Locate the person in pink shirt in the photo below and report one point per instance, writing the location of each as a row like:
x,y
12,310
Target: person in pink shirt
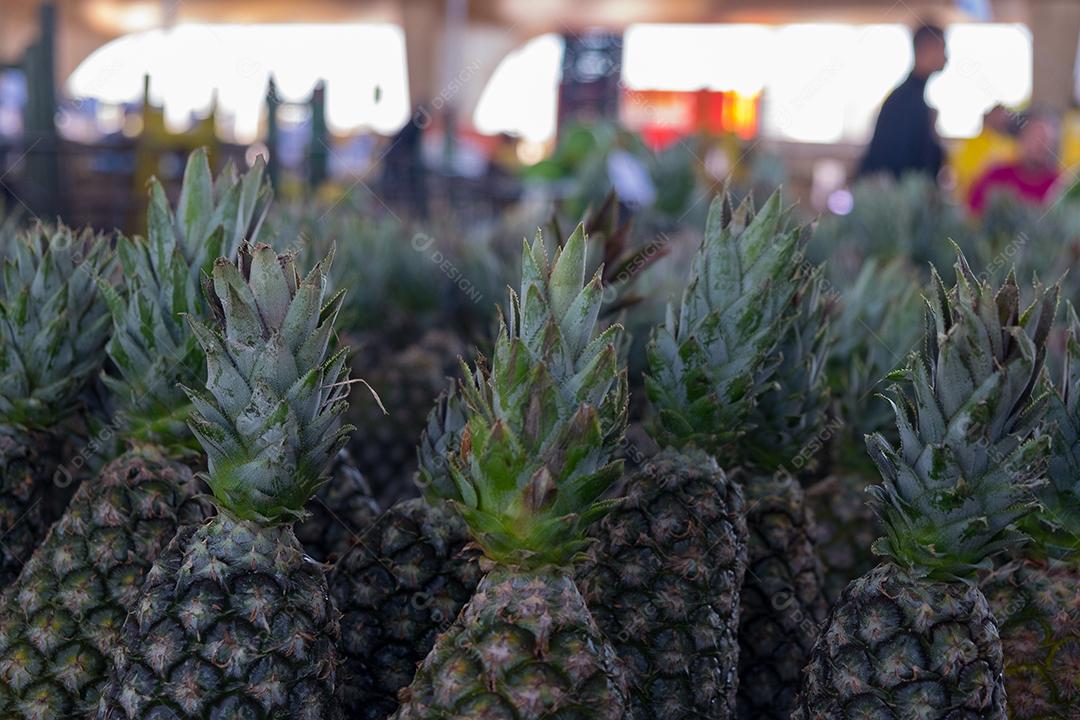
x,y
1033,175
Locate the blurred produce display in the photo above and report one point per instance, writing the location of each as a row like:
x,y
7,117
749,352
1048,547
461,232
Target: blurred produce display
x,y
640,444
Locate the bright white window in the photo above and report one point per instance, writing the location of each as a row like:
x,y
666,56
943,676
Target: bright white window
x,y
689,57
522,96
363,66
988,64
825,82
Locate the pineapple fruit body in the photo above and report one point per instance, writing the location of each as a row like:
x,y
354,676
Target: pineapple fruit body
x,y
233,622
662,581
403,583
525,648
407,381
63,617
1037,606
23,524
782,601
901,647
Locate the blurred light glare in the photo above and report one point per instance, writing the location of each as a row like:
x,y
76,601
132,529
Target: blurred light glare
x,y
522,96
689,57
988,64
824,82
840,202
190,63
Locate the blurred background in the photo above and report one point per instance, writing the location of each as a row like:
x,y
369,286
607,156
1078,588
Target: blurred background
x,y
423,138
463,108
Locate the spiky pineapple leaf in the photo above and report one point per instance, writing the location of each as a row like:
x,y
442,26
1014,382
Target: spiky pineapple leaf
x,y
969,462
528,447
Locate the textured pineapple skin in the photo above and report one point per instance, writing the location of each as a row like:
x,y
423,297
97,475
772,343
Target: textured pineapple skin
x,y
662,581
900,648
402,584
233,622
1037,606
341,510
63,617
846,527
782,601
526,648
407,381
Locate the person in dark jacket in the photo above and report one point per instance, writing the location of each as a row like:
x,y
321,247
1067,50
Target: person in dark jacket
x,y
904,138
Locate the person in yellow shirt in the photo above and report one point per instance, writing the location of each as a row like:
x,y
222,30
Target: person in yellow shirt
x,y
994,146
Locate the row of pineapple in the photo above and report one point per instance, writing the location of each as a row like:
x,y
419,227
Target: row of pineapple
x,y
539,575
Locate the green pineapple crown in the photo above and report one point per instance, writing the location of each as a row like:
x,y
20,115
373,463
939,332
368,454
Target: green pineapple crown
x,y
54,322
879,320
1056,526
541,425
710,361
787,417
968,461
152,348
270,420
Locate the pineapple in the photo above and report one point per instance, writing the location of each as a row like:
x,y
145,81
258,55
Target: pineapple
x,y
54,324
408,381
62,619
404,580
915,636
878,323
233,620
152,348
342,508
664,576
783,600
535,457
1036,598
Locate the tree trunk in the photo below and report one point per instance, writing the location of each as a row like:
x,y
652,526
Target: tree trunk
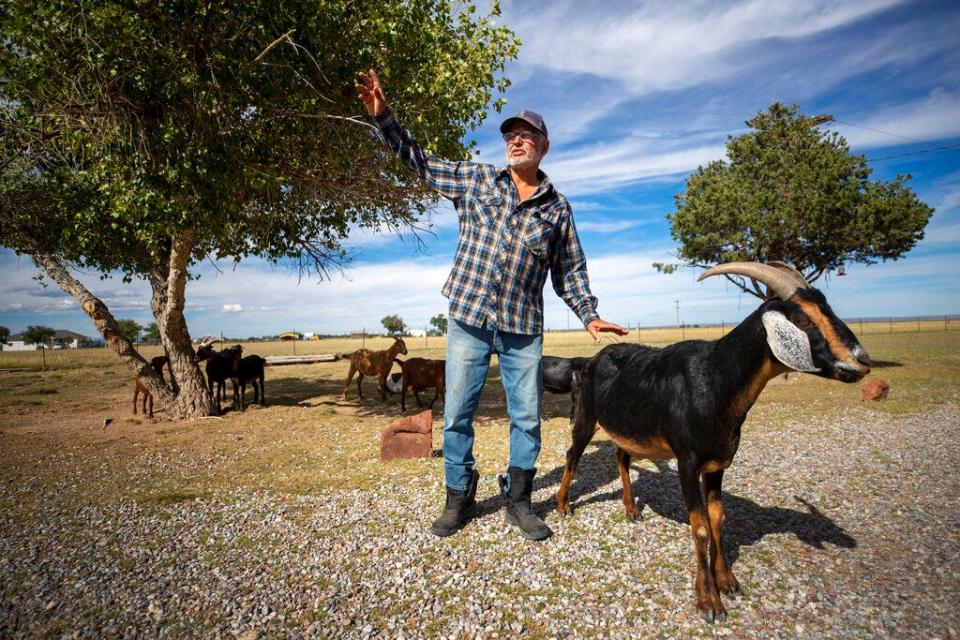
x,y
168,282
106,325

+ + + +

### [TASK PROMPT]
Write out every one of the lines above without any change, and omit the pictures.

### [WORKED SOLUTION]
Locate the person in pink shirt in the photo below and report one point per instance, writing the location of each as a row like:
x,y
12,310
Target: person in pink shirt
x,y
1033,175
Locate the blurred produce display in the photo above and report one point per instance, writing the location of each as a row like:
x,y
7,117
749,352
1048,547
461,232
Target: blurred produce display
x,y
640,444
Locate the bright white window in the photo above and report one point per instance, writing the location of each as a row like:
x,y
666,56
943,676
Target: bright white window
x,y
689,57
522,96
363,66
988,64
825,82
Locate the pineapple fruit body in the photo above and report one point per instance, writing the location of each as a row like:
x,y
354,676
Target: pineapple fruit body
x,y
233,622
662,581
403,583
525,648
407,381
63,617
1037,606
23,524
782,601
901,647
Locate the blurred light glare in the photo above and report one point per instance, writing the location of each as a row like:
x,y
76,601
132,529
Target: blurred light glare
x,y
522,96
689,57
988,64
824,82
840,202
190,63
Locate the blurred background in the photo above and report one point per instance, writing the location of each as a row like:
x,y
369,286
607,156
1078,588
Target: blurred background
x,y
423,138
463,108
Locate the spiky pineapple leaf in the photo above and report one point per instance, writing the location of each as a row like:
x,y
442,26
1014,382
Target: spiky pineapple leaf
x,y
969,462
528,447
Locate the textured pineapple skin in the photo above and report one point per instance, writing the location of each as a row like:
x,y
423,297
97,475
772,343
Target: textured pineapple skin
x,y
662,581
900,648
402,584
233,622
1037,606
341,510
63,617
846,527
782,601
526,648
407,381
Locate the person in dark jacket in the photo above and report one point per instance, writing the location of each as a row like:
x,y
321,247
1067,50
Target: person in dark jacket
x,y
904,138
Locate the person in yellow shirt in the photo above and report one point per instance, writing the location of each as a row like:
x,y
222,30
Target: person in yellow shirt
x,y
994,146
Locate the row of pineapple in the photo above and report one point per instance, writing the location of each as a row like:
x,y
419,227
Target: row of pineapple
x,y
539,575
Locate the green pineapple crown in the photo above and report one point per instance, writing the location of each as a row like:
x,y
20,115
373,463
939,332
368,454
Target: green pineapple crown
x,y
54,322
879,320
1056,526
541,425
710,361
787,417
968,461
152,348
270,420
Locate the pineapple in the photo above and report one point per instance, writing the location of each as a row like:
x,y
145,81
258,55
Target: pineapple
x,y
54,324
408,381
62,619
404,580
915,636
878,323
233,620
152,348
342,508
664,576
783,600
535,457
1036,598
Locate the tree trunk in the photo below and report one point per instance, writing the location of each as a row like:
x,y
652,526
Target: tree trunk
x,y
168,282
106,325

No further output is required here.